● **PROBLEM DESCRIPTION**: Lay out the records as a JSON list of strings, one string per line and blank lines left out, covering only the lines from the one with "Phrase: white bark" through the last line of the records, both included.

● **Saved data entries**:

>>

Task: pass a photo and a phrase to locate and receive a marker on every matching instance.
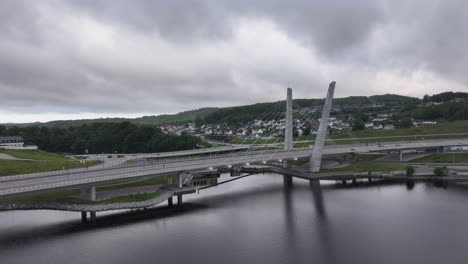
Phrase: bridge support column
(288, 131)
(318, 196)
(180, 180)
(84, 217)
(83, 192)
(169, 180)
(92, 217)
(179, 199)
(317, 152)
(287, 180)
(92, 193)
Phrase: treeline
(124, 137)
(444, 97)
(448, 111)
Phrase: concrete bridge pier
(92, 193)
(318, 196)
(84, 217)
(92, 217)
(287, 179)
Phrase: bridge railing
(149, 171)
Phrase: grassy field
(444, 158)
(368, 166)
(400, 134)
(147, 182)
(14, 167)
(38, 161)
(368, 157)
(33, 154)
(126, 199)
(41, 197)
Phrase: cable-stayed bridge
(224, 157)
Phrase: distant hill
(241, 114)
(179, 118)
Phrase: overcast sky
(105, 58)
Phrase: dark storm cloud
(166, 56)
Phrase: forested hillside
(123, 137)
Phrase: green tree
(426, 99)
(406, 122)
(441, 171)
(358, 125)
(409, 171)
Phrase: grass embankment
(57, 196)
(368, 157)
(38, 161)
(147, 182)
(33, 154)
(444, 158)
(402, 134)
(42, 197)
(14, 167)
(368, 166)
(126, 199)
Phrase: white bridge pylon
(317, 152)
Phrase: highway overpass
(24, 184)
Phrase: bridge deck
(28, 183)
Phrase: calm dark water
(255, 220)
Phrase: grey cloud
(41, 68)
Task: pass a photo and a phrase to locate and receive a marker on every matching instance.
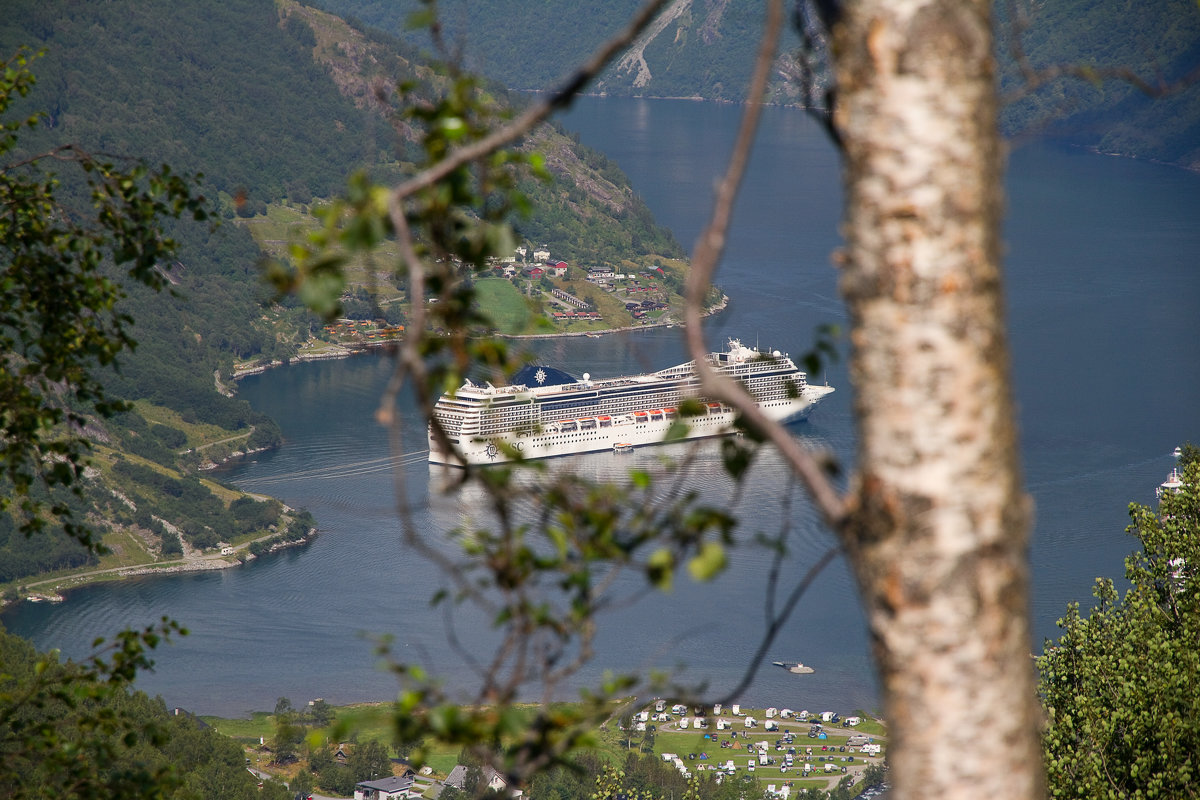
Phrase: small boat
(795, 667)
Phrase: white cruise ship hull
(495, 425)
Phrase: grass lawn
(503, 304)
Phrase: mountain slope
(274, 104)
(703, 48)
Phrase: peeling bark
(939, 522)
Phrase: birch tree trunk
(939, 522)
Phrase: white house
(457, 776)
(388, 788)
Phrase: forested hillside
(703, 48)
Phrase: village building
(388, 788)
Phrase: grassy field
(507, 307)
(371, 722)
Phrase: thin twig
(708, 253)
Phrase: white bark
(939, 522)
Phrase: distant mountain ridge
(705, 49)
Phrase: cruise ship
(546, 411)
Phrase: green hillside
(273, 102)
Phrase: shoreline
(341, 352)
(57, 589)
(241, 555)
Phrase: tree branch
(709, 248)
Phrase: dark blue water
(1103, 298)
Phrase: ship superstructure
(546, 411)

<<

● **RESULT FOR THIS TASK**:
[
  "Phrase: white bark",
  "(939, 522)",
  "Phrase: distant mountain ridge",
  "(705, 49)",
  "Phrase: cruise ship",
  "(546, 411)",
  "Phrase: green hillside",
  "(273, 102)",
  "Phrase: shoreline",
  "(341, 352)",
  "(57, 589)",
  "(241, 555)",
  "Phrase: tree branch",
  "(709, 248)",
  "Phrase: dark blue water",
  "(1103, 298)",
  "Phrase: ship superstructure",
  "(546, 411)"
]